▶ **Trecho do documento**:

Gastronomia

Alimentação fora do lar impulsiona economia em pequenas cidades, como Teófilo Otoni

Estabelecimentos do setor localizados no município do Vale do Mucuri participam de programa de qualificação do Sebrae para melhorar serviço e, assim, vender mais
Alimentação fora do lar impulsiona economia em pequenas cidades, como Teófilo Otoni
Banca 76 é um prato do Café Jurema: focaccia de pesto com pernil de porco, queijo meia cura e molhos de tomate agridoce e fresco de creme de queijo com iogurte e cebolinha. | Foto: Sebrae/ Divulgação

A alimentação fora do lar é um motor essencial para o crescimento da economia, e essa expansão se intensifica quando o empreendimento investe em qualificação. A afirmação é unânime entre especialistas, empreendedores do setor, fornecedores e consumidores de Teófilo Otoni, no Vale do Mucuri, uma das 117 cidades mineiras participantes do Prepara Gastronomia, programa de fortalecimento de pequenos negócios desse segmento, executado pelo Sebrae Minas.

O Diário do Comércio visitou alguns lojistas de alimentação fora do lar em Teófilo Otoni. Por lá, 30 estabelecimentos participam da segunda edição do projeto e expõem suas criações gastronômicas em um concurso cuja votação se encerra no dia 6 de setembro. No dia 13 do mesmo mês, será realizado um festival com os pratos vencedores.

De acordo com os entrevistados, qualificar um empreendimento de alimentação fora do lar significa, entre outras coisas, implantar ou aprimorar práticas de negócio, como gestão, treinamento de equipes de produção e atendimento, aplicação de técnicas de segurança alimentar, investimento em inovação e sustentabilidade, além de estratégias de marketing.

E como tudo isso contribui para movimentar a economia?

O Prepara em Teófilo Otoni tem impulsionado o setor de alimentação fora do lar, segundo o gerente regional do Sebrae, Rogério Fernandes. Ele apresentou dados da Receita Federal que mostram que, entre a primeira edição do programa, em 2022, e a atual, 41 novos pequenos negócios foram criados, representando uma alta de 17%.

▶ **Material das tarefas**:
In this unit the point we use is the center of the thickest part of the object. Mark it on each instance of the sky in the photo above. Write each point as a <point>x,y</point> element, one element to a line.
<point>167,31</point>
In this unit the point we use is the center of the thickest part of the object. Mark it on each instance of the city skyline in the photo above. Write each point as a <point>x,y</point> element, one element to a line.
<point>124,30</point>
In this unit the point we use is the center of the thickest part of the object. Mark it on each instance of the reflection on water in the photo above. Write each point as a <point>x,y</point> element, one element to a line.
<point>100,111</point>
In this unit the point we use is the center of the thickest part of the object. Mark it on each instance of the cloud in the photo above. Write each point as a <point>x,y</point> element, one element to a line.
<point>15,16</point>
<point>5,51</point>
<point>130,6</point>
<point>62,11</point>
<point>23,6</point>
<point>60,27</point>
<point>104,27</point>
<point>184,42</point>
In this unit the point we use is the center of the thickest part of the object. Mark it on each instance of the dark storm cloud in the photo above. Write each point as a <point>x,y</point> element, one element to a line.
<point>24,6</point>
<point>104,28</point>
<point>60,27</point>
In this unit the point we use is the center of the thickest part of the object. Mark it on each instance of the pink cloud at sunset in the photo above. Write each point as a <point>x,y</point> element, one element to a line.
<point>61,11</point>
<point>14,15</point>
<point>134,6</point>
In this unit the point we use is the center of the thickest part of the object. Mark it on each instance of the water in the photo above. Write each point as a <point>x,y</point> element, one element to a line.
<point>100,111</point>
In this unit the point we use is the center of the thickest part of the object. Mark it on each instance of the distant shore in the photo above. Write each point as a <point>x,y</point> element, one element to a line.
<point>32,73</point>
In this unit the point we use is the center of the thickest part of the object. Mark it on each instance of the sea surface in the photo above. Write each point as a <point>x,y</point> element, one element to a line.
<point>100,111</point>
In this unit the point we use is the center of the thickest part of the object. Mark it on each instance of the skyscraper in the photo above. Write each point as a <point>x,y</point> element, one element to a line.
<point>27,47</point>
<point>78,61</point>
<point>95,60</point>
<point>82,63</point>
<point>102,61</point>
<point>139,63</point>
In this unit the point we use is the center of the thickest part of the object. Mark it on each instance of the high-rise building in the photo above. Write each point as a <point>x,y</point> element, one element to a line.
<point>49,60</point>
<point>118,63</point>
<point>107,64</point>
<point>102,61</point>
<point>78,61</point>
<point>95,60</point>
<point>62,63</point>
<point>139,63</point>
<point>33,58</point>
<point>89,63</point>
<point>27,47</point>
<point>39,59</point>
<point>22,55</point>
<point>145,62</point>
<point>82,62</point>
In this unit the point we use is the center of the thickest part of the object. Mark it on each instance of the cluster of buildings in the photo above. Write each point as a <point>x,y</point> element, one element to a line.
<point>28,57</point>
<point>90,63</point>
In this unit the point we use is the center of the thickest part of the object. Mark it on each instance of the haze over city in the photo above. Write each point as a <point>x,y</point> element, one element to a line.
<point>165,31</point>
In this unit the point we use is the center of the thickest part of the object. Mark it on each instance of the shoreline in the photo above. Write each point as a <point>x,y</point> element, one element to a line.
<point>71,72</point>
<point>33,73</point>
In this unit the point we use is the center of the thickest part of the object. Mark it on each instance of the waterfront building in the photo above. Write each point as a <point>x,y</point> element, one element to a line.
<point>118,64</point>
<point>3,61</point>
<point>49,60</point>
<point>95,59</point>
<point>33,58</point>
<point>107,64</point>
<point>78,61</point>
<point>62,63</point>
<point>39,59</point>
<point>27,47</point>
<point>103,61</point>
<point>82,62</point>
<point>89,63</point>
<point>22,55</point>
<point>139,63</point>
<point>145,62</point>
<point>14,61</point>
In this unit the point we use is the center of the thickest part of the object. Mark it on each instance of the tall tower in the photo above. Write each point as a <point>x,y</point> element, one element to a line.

▶ **Tarefas a cumprir**:
1: Responda com base no trecho sobre Teófilo Otoni:
(a) Quantas cidades mineiras participam do Prepara Gastronomia?
(b) Em que dia será realizado o festival com os pratos vencedores?
(c) Quantos novos pequenos negócios foram criados entre a primeira edição do programa e a atual?
2: Por favor, digite novamente as linhas do material das tarefas, começando pela primeira delas e terminando na que contém "<point>184,42</point>", ambas incluídas.
O trecho sobre Teófilo Otoni não tem relação com as linhas.

▶ **Em resposta**:
1:
(a) 117 cidades.
(b) No dia 13 de setembro.
(c) 41 novos pequenos negócios.

2:
In this unit the point we use is the center of the thickest part of the object. Mark it on each instance of the sky in the photo above. Write each point as a <point>x,y</point> element, one element to a line.
<point>167,31</point>
In this unit the point we use is the center of the thickest part of the object. Mark it on each instance of the city skyline in the photo above. Write each point as a <point>x,y</point> element, one element to a line.
<point>124,30</point>
In this unit the point we use is the center of the thickest part of the object. Mark it on each instance of the reflection on water in the photo above. Write each point as a <point>x,y</point> element, one element to a line.
<point>100,111</point>
In this unit the point we use is the center of the thickest part of the object. Mark it on each instance of the cloud in the photo above. Write each point as a <point>x,y</point> element, one element to a line.
<point>15,16</point>
<point>5,51</point>
<point>130,6</point>
<point>62,11</point>
<point>23,6</point>
<point>60,27</point>
<point>104,27</point>
<point>184,42</point>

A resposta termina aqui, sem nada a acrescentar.